• **Do this**
Write the records out again, keeping each line exactly as it is.

— start of Source material —

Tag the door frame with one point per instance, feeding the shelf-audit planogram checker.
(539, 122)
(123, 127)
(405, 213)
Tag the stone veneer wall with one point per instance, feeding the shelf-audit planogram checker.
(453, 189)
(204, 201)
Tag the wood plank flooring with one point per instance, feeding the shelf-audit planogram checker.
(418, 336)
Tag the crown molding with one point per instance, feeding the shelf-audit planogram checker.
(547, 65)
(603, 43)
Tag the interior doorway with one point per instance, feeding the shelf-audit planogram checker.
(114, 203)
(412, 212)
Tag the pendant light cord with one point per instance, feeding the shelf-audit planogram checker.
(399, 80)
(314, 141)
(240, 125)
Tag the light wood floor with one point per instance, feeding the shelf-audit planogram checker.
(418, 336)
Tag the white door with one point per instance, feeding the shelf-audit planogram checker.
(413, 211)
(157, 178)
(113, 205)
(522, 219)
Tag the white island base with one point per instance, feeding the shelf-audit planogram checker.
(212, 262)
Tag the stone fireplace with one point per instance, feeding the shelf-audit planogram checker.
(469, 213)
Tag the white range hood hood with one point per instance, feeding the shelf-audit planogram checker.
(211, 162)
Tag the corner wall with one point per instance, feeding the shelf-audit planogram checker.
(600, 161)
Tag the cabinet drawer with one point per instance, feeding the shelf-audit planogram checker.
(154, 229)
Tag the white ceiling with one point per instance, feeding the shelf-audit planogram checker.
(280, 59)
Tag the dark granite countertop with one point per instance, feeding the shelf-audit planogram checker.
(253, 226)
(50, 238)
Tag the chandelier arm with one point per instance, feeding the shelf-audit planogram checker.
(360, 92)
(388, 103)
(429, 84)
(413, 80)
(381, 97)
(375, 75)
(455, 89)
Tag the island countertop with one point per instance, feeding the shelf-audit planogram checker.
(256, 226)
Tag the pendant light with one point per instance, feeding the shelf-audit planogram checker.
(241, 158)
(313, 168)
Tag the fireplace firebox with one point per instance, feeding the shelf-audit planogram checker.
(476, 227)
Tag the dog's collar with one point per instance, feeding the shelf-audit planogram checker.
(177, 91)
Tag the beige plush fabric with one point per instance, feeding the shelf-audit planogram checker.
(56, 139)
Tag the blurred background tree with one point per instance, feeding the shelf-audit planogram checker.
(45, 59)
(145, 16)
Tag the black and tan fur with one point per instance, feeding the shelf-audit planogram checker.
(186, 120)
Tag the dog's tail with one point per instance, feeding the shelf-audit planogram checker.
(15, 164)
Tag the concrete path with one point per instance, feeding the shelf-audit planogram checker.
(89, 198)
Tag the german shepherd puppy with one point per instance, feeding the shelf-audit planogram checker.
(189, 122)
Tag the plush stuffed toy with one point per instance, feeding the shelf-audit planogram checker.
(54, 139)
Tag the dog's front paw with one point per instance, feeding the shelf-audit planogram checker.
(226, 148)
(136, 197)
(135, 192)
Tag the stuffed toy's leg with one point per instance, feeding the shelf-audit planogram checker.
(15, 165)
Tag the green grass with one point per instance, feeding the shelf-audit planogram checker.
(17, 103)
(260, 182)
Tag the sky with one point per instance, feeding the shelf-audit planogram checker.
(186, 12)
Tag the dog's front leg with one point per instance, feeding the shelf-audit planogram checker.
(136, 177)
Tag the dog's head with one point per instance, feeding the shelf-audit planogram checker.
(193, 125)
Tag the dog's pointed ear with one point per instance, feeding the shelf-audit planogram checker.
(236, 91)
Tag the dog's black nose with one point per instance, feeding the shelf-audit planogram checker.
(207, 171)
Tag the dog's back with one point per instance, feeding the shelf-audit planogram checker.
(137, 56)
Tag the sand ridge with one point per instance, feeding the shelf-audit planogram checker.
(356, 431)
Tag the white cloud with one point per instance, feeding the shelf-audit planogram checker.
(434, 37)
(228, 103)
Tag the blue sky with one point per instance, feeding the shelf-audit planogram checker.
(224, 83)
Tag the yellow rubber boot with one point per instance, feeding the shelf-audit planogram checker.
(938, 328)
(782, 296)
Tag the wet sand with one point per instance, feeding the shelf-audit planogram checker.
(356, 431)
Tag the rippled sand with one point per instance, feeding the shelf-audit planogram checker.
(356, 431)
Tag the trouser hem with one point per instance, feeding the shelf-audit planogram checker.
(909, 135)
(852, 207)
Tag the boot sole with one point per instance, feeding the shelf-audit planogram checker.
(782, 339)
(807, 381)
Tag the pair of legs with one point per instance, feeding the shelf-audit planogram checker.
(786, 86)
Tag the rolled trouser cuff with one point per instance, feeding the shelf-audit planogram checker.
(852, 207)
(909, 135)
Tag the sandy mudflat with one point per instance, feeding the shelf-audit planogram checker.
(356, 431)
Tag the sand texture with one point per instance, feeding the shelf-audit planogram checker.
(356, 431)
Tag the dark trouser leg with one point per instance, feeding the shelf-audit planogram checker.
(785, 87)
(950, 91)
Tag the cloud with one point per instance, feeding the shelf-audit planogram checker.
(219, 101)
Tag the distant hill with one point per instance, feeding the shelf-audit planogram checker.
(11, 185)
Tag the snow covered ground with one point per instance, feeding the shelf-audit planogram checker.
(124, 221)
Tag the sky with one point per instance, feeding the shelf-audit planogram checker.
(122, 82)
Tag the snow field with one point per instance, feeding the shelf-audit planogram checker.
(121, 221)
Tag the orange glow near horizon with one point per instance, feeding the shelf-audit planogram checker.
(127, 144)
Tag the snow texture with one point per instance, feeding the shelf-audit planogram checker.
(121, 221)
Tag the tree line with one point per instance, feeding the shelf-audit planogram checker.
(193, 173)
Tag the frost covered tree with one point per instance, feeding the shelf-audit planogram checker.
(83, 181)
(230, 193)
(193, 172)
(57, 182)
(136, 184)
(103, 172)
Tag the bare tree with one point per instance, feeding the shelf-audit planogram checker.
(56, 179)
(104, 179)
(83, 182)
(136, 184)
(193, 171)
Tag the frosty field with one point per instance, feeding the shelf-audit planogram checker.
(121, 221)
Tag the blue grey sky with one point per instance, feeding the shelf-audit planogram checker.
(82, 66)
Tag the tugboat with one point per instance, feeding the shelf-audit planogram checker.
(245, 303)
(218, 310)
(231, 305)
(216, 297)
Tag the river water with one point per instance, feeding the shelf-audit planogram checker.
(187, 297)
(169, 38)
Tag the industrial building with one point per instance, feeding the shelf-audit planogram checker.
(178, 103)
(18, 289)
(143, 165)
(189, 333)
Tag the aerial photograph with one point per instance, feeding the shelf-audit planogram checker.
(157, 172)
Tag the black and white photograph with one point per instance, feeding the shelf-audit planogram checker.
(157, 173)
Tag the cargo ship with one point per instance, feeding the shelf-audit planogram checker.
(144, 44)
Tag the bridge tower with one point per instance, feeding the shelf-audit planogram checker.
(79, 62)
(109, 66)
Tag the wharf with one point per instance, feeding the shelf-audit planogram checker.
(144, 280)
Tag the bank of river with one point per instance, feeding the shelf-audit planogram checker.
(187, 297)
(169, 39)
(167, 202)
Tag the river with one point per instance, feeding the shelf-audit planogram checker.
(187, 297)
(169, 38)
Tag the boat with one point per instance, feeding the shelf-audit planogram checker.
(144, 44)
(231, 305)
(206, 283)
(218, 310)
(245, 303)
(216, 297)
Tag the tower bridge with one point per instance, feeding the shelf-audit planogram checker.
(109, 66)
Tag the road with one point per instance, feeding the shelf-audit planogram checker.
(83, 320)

— end of Source material —

• **Solution below**
Tag the door frame with one point per instance, feeding the shelf-audit planogram checker.
(539, 122)
(123, 127)
(405, 213)
Tag the stone veneer wall with one point per instance, feeding the shelf-audit planogram checker.
(453, 189)
(204, 201)
Tag the wood plank flooring with one point per instance, feeding the shelf-audit planogram checker.
(418, 336)
Tag the crown molding with one point per instance, feeding the shelf-audit planogram checker.
(547, 65)
(603, 43)
Tag the interior doorway with one point per instance, feeding the shelf-audit planogram checker.
(114, 203)
(412, 212)
Tag the pendant light cord with one point per instance, feeding the shelf-audit planogram checker.
(399, 80)
(314, 141)
(240, 125)
Tag the light wood floor with one point per instance, feeding the shelf-audit planogram checker.
(418, 336)
Tag the white door with one point per instance, feeding the shelf-audit planogram checker.
(413, 211)
(157, 178)
(113, 205)
(522, 219)
Tag the white island base with one point per instance, feeding the shelf-audit planogram checker.
(212, 262)
Tag the stone fireplace with one point per instance, feeding the shelf-audit planogram checker.
(469, 213)
Tag the white range hood hood with one point per instance, feeding the shelf-audit planogram checker.
(211, 162)
Tag the corner wall with one point per instance, feeding the shelf-audit planogram checker.
(600, 161)
Tag the cabinet drawer with one point per instance, feeding the shelf-audit planogram checker.
(154, 229)
Tag the white ceiling with one point per instance, feeding the shelf-audit planogram checker.
(280, 59)
Tag the dark granite countertop with one point per instance, feeding the shelf-audit planogram checker.
(253, 226)
(50, 238)
Tag the chandelier arm with one point per instance, feeding the shelf-audit planogram checker.
(360, 92)
(388, 103)
(429, 84)
(413, 80)
(381, 97)
(375, 75)
(455, 89)
Tag the island countertop with one point per instance, feeding the shelf-audit planogram checker.
(256, 226)
Tag the pendant light with one point per instance, feeding the shelf-audit planogram checker.
(241, 158)
(313, 168)
Tag the fireplace firebox with one point per instance, feeding the shelf-audit planogram checker.
(476, 227)
Tag the dog's collar with one point per instance, feeding the shelf-audit planogram checker.
(177, 91)
Tag the beige plush fabric with one point per instance, feeding the shelf-audit planogram checker.
(56, 139)
Tag the blurred background tree with one point per instance, feeding the shelf-audit planogram checker.
(45, 59)
(145, 16)
Tag the black and tan fur with one point per instance, feeding the shelf-audit planogram checker.
(186, 120)
Tag the dog's tail with one point per instance, feeding the shelf-audit planogram checker.
(15, 164)
Tag the concrete path with one point per instance, feeding the shelf-audit planogram checker.
(89, 198)
Tag the german shepherd puppy with one point per instance, feeding the shelf-audit planogram checker.
(189, 122)
Tag the plush stuffed toy with one point per instance, feeding the shelf-audit planogram checker.
(54, 139)
Tag the dog's front paw with one point per instance, feeding the shelf-audit planogram checker.
(226, 148)
(136, 197)
(135, 192)
Tag the stuffed toy's leg with one point per instance, feeding the shelf-audit planogram checker.
(15, 165)
Tag the green grass with one point per instance, feeding the shelf-audit planogram checker.
(17, 103)
(260, 182)
Tag the sky with one point per instance, feeding the shelf-audit planogram checker.
(186, 12)
Tag the dog's front leg with one point per instance, feeding the shelf-audit planogram checker.
(136, 177)
Tag the dog's head with one point per instance, feeding the shelf-audit planogram checker.
(193, 125)
Tag the dog's pointed ear with one point per instance, feeding the shelf-audit planogram checker.
(236, 91)
Tag the dog's black nose with one point per instance, feeding the shelf-audit planogram checker.
(207, 171)
Tag the dog's back with one point per instance, feeding the shelf-audit planogram checker.
(137, 56)
Tag the sand ridge with one point per instance, feeding the shelf-audit planogram checker.
(356, 431)
Tag the white cloud with one point per instance, feeding the shelf-audit planogram checker.
(434, 37)
(228, 103)
Tag the blue sky with one point per instance, feeding the shelf-audit planogram checker.
(224, 83)
Tag the yellow rubber boot with one point per instance, feeding the shelf-audit planogram checker.
(938, 328)
(782, 296)
Tag the wet sand with one point per instance, feeding the shelf-audit planogram checker.
(356, 431)
Tag the rippled sand with one point per instance, feeding the shelf-audit planogram checker.
(356, 431)
Tag the trouser hem with one point per instance, feeding the shelf-audit planogram checker.
(909, 135)
(852, 207)
Tag the boot sole with one point per instance, feeding the shelf-audit planogram checker.
(782, 339)
(807, 381)
Tag the pair of legs with one point per instance, feeding the shelf-audit planogram checker.
(786, 86)
Tag the rolled trouser cuff with one point per instance, feeding the shelf-audit planogram checker.
(852, 207)
(909, 135)
Tag the sandy mudflat with one point per instance, feeding the shelf-audit planogram checker.
(356, 431)
Tag the sand texture with one point per instance, feeding the shelf-audit planogram checker.
(356, 431)
Tag the dark trouser leg with one point per instance, feeding the shelf-audit planogram checker.
(785, 87)
(950, 91)
Tag the cloud with one point per instance, feeding the shelf-audit planogram checker.
(219, 101)
Tag the distant hill with one point per instance, feeding the shelf-audit planogram checker.
(11, 185)
Tag the snow covered ground with one point per instance, feeding the shelf-audit planogram checker.
(124, 221)
Tag the sky with one point per instance, feeding the shelf-audit planogram checker.
(122, 82)
Tag the snow field with one point per instance, feeding the shelf-audit planogram checker.
(121, 221)
Tag the orange glow near horizon with one point per instance, feeding the shelf-audit planogram checker.
(127, 144)
Tag the snow texture with one point per instance, feeding the shelf-audit planogram checker.
(121, 221)
Tag the tree line with one point per instance, feeding the shelf-audit planogram checker.
(193, 173)
Tag the frost covered tree with one point per instance, feeding the shelf-audit planogram checker.
(83, 181)
(230, 193)
(193, 172)
(57, 182)
(136, 184)
(103, 172)
Tag the bare tree with one point per instance, feeding the shelf-audit planogram checker.
(56, 179)
(104, 179)
(83, 182)
(136, 184)
(193, 171)
Tag the frosty field with one point per instance, feeding the shelf-audit planogram checker.
(121, 221)
Tag the blue grey sky with one point per instance, feeding the shelf-audit planogram checker.
(82, 66)
Tag the tugboat with one point per instance, feeding the shelf-audit planogram checker.
(245, 303)
(218, 310)
(231, 305)
(216, 297)
Tag the river water with one point per instance, feeding the shelf-audit planogram checker.
(187, 297)
(169, 38)
Tag the industrial building with one point per instance, feeding the shelf-audit planogram checker.
(178, 103)
(18, 289)
(143, 165)
(189, 333)
Tag the aerial photograph with one point per instance, feeding the shelf-audit planogram checker.
(157, 172)
Tag the black and white photograph with one point per instance, feeding the shelf-audit planogram checker.
(157, 173)
Tag the cargo ship with one point per instance, feeding the shelf-audit planogram checker.
(144, 44)
Tag the bridge tower with one point per instance, feeding the shelf-audit planogram checker.
(79, 62)
(109, 66)
Tag the wharf with one point per instance, feeding the shelf-audit planogram checker.
(144, 280)
Tag the bank of river with one point per instance, feeding the shelf-audit planogram checker.
(187, 297)
(169, 39)
(167, 202)
Tag the river with one point per instance, feeding the shelf-audit planogram checker.
(187, 297)
(169, 38)
Tag the boat with one point per instance, feeding the shelf-audit planogram checker.
(144, 44)
(231, 305)
(206, 283)
(218, 310)
(245, 303)
(216, 297)
Tag the tower bridge with one point per instance, feeding the shelf-audit planogram checker.
(109, 66)
Tag the road with one point per instance, feeding the shelf-audit planogram checker.
(83, 320)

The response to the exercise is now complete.